### Listing:
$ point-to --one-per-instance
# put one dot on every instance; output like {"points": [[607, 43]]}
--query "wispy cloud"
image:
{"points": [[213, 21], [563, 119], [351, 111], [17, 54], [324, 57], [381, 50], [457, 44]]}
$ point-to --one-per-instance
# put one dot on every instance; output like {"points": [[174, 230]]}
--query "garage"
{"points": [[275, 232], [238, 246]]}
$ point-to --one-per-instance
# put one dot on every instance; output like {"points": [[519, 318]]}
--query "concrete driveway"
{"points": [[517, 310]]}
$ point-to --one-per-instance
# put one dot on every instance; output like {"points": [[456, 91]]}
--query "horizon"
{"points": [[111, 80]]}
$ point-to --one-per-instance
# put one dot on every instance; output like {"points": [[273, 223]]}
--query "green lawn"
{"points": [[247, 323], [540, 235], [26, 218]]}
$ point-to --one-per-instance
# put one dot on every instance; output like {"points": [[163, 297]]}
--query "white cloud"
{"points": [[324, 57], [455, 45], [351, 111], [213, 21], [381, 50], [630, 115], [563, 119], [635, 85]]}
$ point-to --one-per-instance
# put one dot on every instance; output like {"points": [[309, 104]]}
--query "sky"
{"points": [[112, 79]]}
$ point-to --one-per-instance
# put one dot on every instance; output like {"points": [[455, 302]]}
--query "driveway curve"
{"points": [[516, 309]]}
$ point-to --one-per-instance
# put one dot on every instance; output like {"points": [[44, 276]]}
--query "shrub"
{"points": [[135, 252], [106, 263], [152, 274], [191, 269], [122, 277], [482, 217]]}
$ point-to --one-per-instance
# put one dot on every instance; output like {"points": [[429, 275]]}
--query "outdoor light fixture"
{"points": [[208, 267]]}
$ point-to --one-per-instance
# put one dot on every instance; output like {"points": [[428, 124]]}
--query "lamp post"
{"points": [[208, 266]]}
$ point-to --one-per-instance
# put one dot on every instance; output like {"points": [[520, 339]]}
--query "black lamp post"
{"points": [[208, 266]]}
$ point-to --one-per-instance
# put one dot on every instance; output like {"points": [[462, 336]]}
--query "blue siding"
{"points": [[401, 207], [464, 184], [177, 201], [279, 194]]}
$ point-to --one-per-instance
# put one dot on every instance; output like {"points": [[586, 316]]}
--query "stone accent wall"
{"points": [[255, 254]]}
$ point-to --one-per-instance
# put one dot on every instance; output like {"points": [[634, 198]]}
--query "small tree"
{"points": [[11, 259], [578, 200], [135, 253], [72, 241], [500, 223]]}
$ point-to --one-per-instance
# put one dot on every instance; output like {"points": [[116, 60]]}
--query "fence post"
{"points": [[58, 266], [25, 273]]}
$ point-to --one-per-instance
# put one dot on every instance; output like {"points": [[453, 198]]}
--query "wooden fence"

### Exercise objective:
How many of the lines above contain the string "post"? Reply with the number alone.

### Task answer:
3